- [Work to do]
Rewrite the lines from the one containing "distant skyscraper, then" through the last line, replacing "Marked points" with "Plotted points" and leaving everything else the same.

(Raw records)
=-=-=-=-=
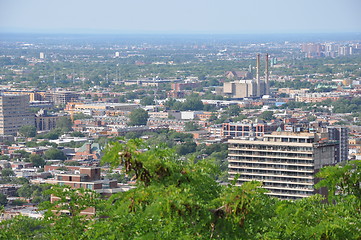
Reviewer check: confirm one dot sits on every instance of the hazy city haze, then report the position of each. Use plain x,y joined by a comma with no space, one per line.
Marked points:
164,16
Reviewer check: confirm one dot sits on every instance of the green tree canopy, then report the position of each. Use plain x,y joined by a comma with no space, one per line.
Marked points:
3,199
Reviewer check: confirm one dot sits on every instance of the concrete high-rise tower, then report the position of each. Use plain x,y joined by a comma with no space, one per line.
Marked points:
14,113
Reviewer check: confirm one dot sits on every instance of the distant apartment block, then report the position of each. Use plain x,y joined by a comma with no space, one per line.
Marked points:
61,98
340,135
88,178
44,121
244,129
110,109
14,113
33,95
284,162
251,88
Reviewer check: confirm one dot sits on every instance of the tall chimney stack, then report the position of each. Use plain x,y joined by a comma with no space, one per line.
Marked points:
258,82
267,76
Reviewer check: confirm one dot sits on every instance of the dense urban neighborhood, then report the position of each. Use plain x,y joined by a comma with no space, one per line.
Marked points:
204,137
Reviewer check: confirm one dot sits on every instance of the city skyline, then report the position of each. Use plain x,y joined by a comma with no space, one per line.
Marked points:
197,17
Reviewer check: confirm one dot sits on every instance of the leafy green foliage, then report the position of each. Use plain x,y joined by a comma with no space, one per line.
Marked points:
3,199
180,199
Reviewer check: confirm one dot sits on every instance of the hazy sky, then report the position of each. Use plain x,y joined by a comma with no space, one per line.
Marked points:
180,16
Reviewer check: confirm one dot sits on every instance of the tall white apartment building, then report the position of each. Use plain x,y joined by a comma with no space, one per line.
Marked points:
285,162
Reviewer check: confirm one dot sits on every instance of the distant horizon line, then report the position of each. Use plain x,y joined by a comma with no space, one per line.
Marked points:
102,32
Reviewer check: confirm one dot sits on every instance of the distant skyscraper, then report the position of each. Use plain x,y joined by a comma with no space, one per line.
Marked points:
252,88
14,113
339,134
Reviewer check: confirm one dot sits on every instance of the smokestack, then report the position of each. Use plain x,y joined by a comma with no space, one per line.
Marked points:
=-=-=-=-=
- [Answer to the exercise]
Reviewer check: confirm one dot sits on every instance of the distant skyscraper, then report the position of each. Use plain x,y joined by a comma with no space, one per line.
Plotted points:
252,88
14,113
339,134
Reviewer check: confirm one dot sits on every instance of the smokestack, then report the position of each. Use plain x,y joined by a comma with no space, one per line.
Plotted points:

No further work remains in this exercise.